┏━━

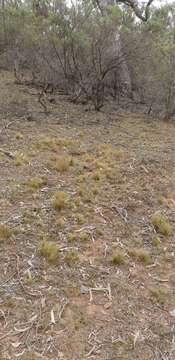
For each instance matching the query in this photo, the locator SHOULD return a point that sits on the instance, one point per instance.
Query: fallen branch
(7, 153)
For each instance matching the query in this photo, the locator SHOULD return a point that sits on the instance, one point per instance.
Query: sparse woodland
(87, 180)
(94, 52)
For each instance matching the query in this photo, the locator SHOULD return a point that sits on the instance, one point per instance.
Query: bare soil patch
(93, 277)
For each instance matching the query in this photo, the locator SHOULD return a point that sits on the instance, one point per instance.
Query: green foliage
(49, 251)
(161, 224)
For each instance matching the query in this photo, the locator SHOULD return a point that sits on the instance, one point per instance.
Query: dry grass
(118, 258)
(5, 232)
(49, 251)
(140, 255)
(73, 234)
(59, 201)
(161, 224)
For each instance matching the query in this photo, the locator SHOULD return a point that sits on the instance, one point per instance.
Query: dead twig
(7, 153)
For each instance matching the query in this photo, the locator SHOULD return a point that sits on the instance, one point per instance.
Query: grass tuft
(59, 200)
(35, 183)
(49, 251)
(160, 294)
(161, 224)
(62, 163)
(5, 232)
(71, 257)
(140, 255)
(118, 259)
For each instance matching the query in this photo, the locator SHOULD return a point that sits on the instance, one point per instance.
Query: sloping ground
(87, 224)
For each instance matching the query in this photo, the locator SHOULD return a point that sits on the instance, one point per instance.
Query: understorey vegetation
(93, 53)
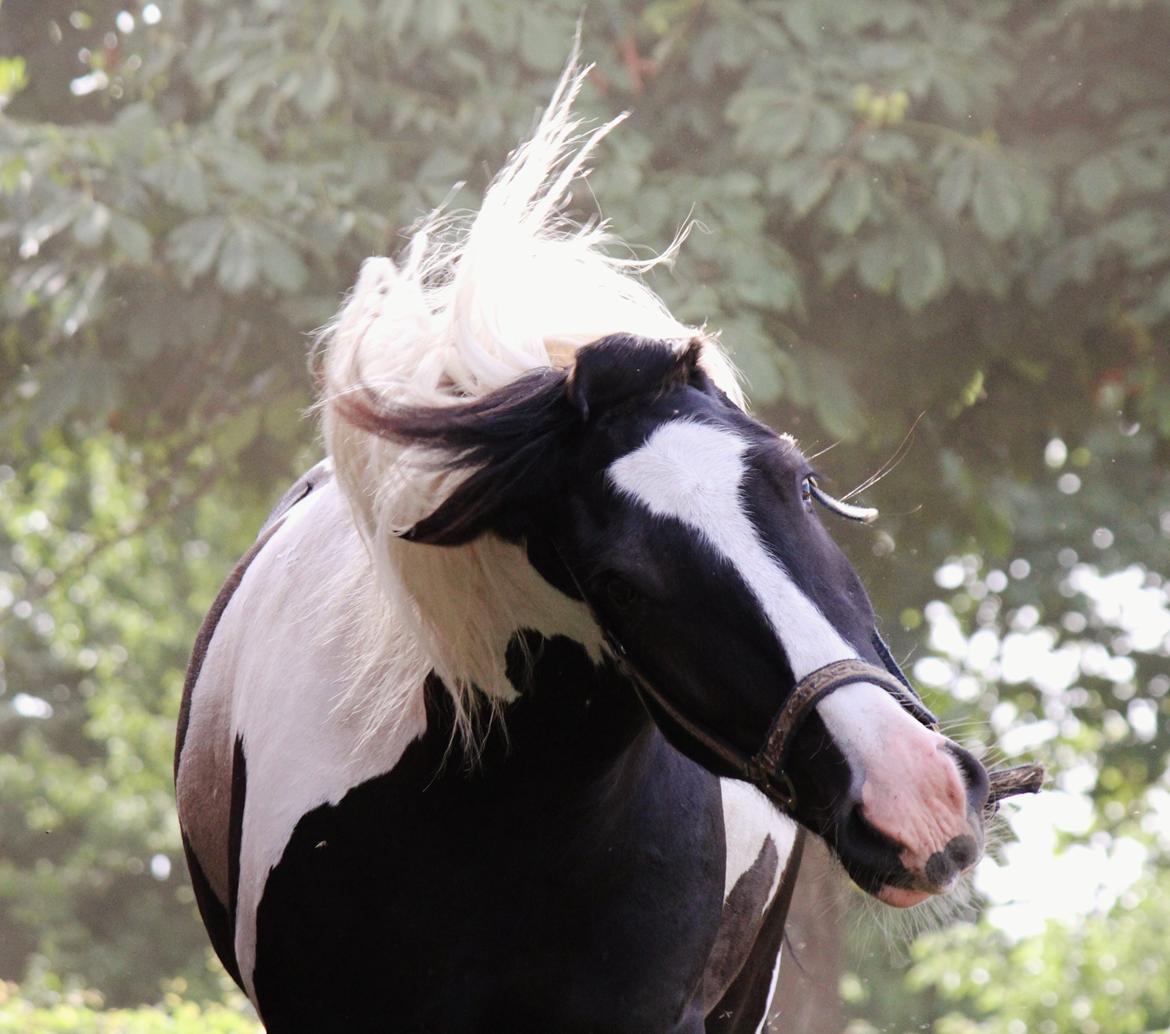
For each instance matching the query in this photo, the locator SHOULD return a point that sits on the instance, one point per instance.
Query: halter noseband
(765, 767)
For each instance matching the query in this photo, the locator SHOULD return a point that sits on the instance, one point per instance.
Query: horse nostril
(943, 866)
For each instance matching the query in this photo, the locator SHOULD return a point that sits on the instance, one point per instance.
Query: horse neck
(572, 721)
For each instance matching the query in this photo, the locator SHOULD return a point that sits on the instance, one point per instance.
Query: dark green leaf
(997, 202)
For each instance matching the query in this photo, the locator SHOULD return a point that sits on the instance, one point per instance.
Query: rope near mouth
(1012, 781)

┗━━

Strip out the pictures and quote the remaining data word for word.

For each instance matching the query in this photo, the locator SHOULD return a point that sits on the instance, one point per instance.
Query: fallen branch
(7, 153)
For each instance matching the query in this photo, the locator SHOULD return a point that sits on the instance, one point per instance.
Query: sparse woodland
(87, 180)
(94, 52)
For each instance matching the query in this photo, the locator SHOULD return a point that sits on the instance, one point per instance.
Query: bare soil patch
(93, 277)
For each instance matching the query in this photo, the locator SHOULD return a point that sits on the instance, one point per instance.
Query: green foliage
(49, 251)
(161, 224)
For each instance matching the query in this photo, the locator SHOULD return a point that sits on the instance, one point per instance.
Query: dry grass
(118, 258)
(5, 232)
(49, 251)
(140, 255)
(73, 234)
(59, 201)
(161, 224)
For each instance matching the query in this photo, the locator SHOULD return a point that sits on the instance, one point per instance.
Query: dead twig
(7, 153)
For each instance matching the query in this photo, the locator SHOULD return a point that sits on the instance, one point per instance.
Query: grass tuft
(59, 200)
(35, 183)
(49, 251)
(160, 294)
(161, 224)
(62, 163)
(5, 232)
(71, 257)
(140, 255)
(118, 259)
For each instance matching the query in this photo, the locator SHOULD return a point that sits on the instance, one point per instance.
Query: sloping ground
(87, 224)
For each instance matching the query in this photo, the locator SHOULD return a point that sits on the instance, one point per instance.
Query: understorey vegetation
(93, 53)
For each instance matching the query in this photo, the locator SHOULD return a point that sits on the instance, one point per instance.
Query: halter noseband
(765, 767)
For each instance matching the query in this photo, the locator SHOULD return a point that sits on the instance, one point per instance.
Query: horse nostril
(943, 866)
For each instance matching the query in this photo, the locator SHOULD return a point that sits on the instance, one point per instance.
Query: horse neck
(572, 721)
For each instance matching the query in this photo, the locator SHOULD return a point that sits on the instance, one point per instance.
Query: dark green leaf
(997, 202)
For each instance matching the query in this photo, the locator SHOULD return a point that sits on the instance, one point per instance.
Query: rope near mouth
(1012, 781)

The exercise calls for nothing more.